Start Document excerpt

Section 194IA Guide

Read more about the Section 194IA Guide, understand the requirements, filing process, and examples.
Section 194IA Guide
2 min read
26 October 2023

Section 194IA of the Income Tax Act, 1961, mandates Tax Deducted at Source (TDS) on the sale of immovable property in India. If a property is sold for ₹50 lakh or more, the buyer must deduct TDS at 1% of the total sale consideration. The deducted amount must be deposited with the government using Form 26QB within 30 days of deduction. The seller can claim this TDS as a tax credit while filing returns. This provision ensures tax compliance in property transactions and applies to all buyers, except in cases where the seller is a non-resident (NRIs fall under Section 195). Proper filing of TDS helps avoid penalties and legal issues.

What is Section 194IA of Income Tax Act?

Section 194IA is a clause in the Income Tax Act that mandates the deduction of TDS when purchasing immovable property, be it residential or commercial. It applies to transactions where the sale consideration is equal to or exceeds Rs. 50 lakh. The primary goal of this provision is to ensure tax compliance and prevent property tax evasion in property transactions.

TDS on Sale of Immovable Property Under Section 194-IA of Income Tax Act

As per Section 194IA of the Income Tax Act, any buyer purchasing an immovable property (excluding agricultural land) worth ₹50 lakh or more must deduct TDS at 1% of the sale value. The buyer is responsible for depositing this TDS with the government using Form 26QB within 30 days from the end of the month in which the deduction is made. Failure to comply may result in penalties and interest.

End Document excerpt

Problems to solve:
- A) Answer the following questions using the Section 194IA guide.
(i) Under which section do transactions with a non-resident seller fall?
(ii) What kind of immovable property is excluded from the TDS requirement?
(iii) What is the primary goal of the provision?
- B) Write the next part of the guide on Section 194IA of the Income Tax Act, starting after its final sentence.

Start Recorded information

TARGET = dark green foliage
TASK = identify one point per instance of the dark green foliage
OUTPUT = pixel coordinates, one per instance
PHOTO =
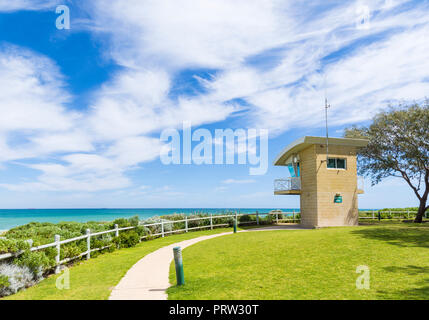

End Recorded information

Answers in order:
- A)
(i) Section 195.
(ii) Agricultural land.
(iii) To ensure tax compliance and prevent property tax evasion in property transactions.

- B)
Section 194IA - TDS on Property Sales by NRIs

Section 194IA applies only to resident sellers. If a Non-Resident Indian (NRI) sells property in India, TDS is deducted under Section 195 instead. In such cases, the TDS rate varies based on capital gains—typically 20% for long-term gains plus applicable surcharge and cess. The buyer must obtain a Tax Deduction and Collection Account Number (TAN) and deduct TDS before making payment to the NRI seller.

Section 194IA - Documents Required for Filing TDS on Immovable Property Sale

To file TDS on the sale of immovable property under Section 194IA, the buyer needs essential documents such as the PAN of both buyer and seller, property sale agreement, Form 26QB for TDS payment, and proof of payment like challan receipt. Additionally, the buyer must issue Form 16B to the seller as TDS proof. Ensuring accurate documentation helps in smooth compliance and avoids penalties.

Requirements of Section 194IA

As a buyer, you play a pivotal role in adhering to Section 194IA. Here are the key requirements:

  1. TDS deduction: The buyer is responsible for deducting TDS at a rate of 1% of the sale consideration amount. This TDS is to be paid to the government.

  2. TDS payment: TDS should be deducted at the time of payment to the seller. The deducted TDS amount must be deposited with the government using Form 26QB, accessible online through the NSDL portal.

  3. Filing details: You must provide details such as the seller's and buyer's PAN (Permanent Account Number) and specific property information when filing Form 26QB.

How to file TDS on the sale of property under Section 194IA

To file TDS under Section 194IA, follow these steps:

  1. Access Form 26QB on the NSDL website.
  2. Fill in the required information, including the PAN of the buyer and seller, property details, and TDS amount.
  3. Make the TDS payment online through net banking.
  4. After successful payment, you will receive a challan with a unique acknowledgement number. Keep this for future reference.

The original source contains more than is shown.